Nearly Done with Christmas

After completing all the necessary Christmas-related decorating, shopping, travel, and cultural crap, we had only one small thing left to do. We were to host a small dinner party. Everything had been timed perfectly, and I was just about ready to serve. As I pulled the Roast Beast from the oven, I threw out my back. So I suffered through dinner and after-dinner conversation trying my damnedest to grin through clenched teeth. On the rare occasion when this happens, I am reminded that old age is going to suck. Getting into and out of bed (or, for that matter, the car) can take minutes. I went to work yesterday, but the pain kept me from doing much. I went for a run after work, hoping it would provide a reprieve from the pain. It worked. Of course, after I had stopped running and sat down, the pain returned with a vengeance. So now I am laying prone on the living room floor, burning off a day of sick leave without enjoying it. On the plus side, we all survived Christmas without a hitch.

On Hitchens

Lindsay Beyerstein has collected what she calls Four Antidotes to Hitchens Hagiography.  I understand the anger at how so many members of the media have bent over backwards to sing his praises.  I acknowledge his jingoistic bent, his cruel streak, his drunkenness, and his misogyny.  Those character flaws do not make his brilliant prose any less correct when it is correct.  For that matter, the brilliance of his prose doesn’t make his invalid arguments any more valid.  We should look at each claim according to its own merits.

I read Hitchens’ God is Not Great and thought it was a fantastic book.  In addition to his formidable pen, he is a wonderful speaker and debater.  I cannot defend all of his many faults, but I do have a statement on that.  I thought of this post I wrote last fall after P.Z. Myers had the gall to quote H.P. Lovecraft:

I saw this quote up at Pharyngula yesterday.

As for the Republicans — how can one regard seriously a frightened, greedy, nostalgic huddle of tradesmen and lucky idlers who shut their eyes to history and science, steel their emotions against decent human sympathy, cling to sordid and provincial ideals exalting sheer acquisitiveness and condoning artificial hardship for the non-materially-shrewd, dwell smugly and sentimentally in a distorted dream-cosmos of outmoded phrases and principles and attitudes based on the bygone agricultural-handicraft world, and revel in (consciously or unconsciously) mendacious assumptions (such as the notion that real liberty is synonymous with the single detail of unrestricted economic license or that a rational planning of resource-distribution would contravene some vague and mystical ‘American heritage’…) utterly contrary to fact and without the slightest foundation in human experience? Intellectually, the Republican idea deserves the tolerance and respect one gives to the dead.

*Record excerpts*:
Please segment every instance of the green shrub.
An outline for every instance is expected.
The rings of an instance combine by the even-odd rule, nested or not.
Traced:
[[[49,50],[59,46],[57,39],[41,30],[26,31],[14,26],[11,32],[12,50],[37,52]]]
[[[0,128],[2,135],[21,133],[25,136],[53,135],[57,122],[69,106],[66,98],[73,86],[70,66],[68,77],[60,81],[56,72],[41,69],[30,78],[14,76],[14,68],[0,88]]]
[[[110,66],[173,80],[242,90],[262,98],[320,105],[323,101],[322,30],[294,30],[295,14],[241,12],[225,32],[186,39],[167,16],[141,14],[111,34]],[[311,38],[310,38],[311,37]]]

*Directions*:
a – According to the blog passage, which book by Hitchens did the writer read?
b – Pick up the blog passage about Christmas and Hitchens where it stops, and continue it.
The lines after the blog passage are separate material with no connection to it.

*Answers to the problems*:
a – God is Not Great.

b –
It is a brilliant quote, I thought. According to one commenter, it was cited as August 1936, Letter to C.L. Moore, August 1936 quoted in “H.P. Lovecraft, a Life” by S.T. Joshi, p. 574.

I was rather amazed at the vitriol spewed forth. Most of the comments seemed to be absorbed in the fact that H.P. Lovecraft was a racist bigot. Should we, then, eradicate the works of Nobel Laureate and DNA co-discoverer James Watson? He’s a racist, sexist asshole. Certainly, then, his ideas on genetics are rendered invalid. Mel Gibson is an antisemitic drunk, therefore anyone who watches the movie Gallipoli is an antisemitic drunk. The Pythagoreans were a mystical cult, so no rationalist should accept that the square of the hypotenuse of a right triangle is equal to the sum of the squares of the other two sides.

I suppose my point is that if one agrees with Mr. Lovecraft’s assessment of the Republican Party’s basic tenets, then he should feel free to avail himself of the eloquent quote. There are a number of reasonable quotes on statecraft to be found in the writings of some of the most despicable characters in history. To the dirty hippies that are bitching about Myers’ use of the quote, do you really think every person you dislike is always wrong?

All that was said there goes as well for the writings of the late, great Christopher Hitchens.